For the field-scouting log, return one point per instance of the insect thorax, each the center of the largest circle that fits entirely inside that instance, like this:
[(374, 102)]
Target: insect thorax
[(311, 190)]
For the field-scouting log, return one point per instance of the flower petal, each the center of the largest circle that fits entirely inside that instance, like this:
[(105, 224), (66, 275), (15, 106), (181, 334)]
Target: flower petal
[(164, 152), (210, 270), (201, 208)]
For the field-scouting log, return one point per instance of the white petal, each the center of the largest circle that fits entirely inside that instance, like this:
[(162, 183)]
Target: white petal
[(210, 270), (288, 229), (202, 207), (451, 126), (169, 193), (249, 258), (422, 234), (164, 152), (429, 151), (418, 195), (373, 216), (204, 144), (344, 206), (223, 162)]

• [Challenge] Copy out all the records again, changing every "field-scouting log" to "crop survey log" and leaving everything else the same.

• [Written reply]
For the crop survey log, return one point per instance of the insect thorax, each the center of the largest circle that fits entirely inside that instance, like this:
[(374, 102)]
Target: insect thorax
[(311, 190)]
For the crop survey log, return one point per instance of the flower petal, each the center of the largest circle that fits entirely inside that instance, like this:
[(105, 224), (66, 275), (15, 106), (181, 334)]
Target: flower petal
[(164, 152), (210, 270), (201, 208)]
For the crop survey log, return one point per instance of the white petal, each the center of the largest circle that fits entirely inside that instance, like this:
[(162, 183)]
Target: white petal
[(210, 270), (288, 229), (202, 207), (451, 126), (169, 193), (249, 258), (422, 234), (164, 152), (429, 151), (418, 195), (373, 216), (204, 144), (344, 206), (223, 162)]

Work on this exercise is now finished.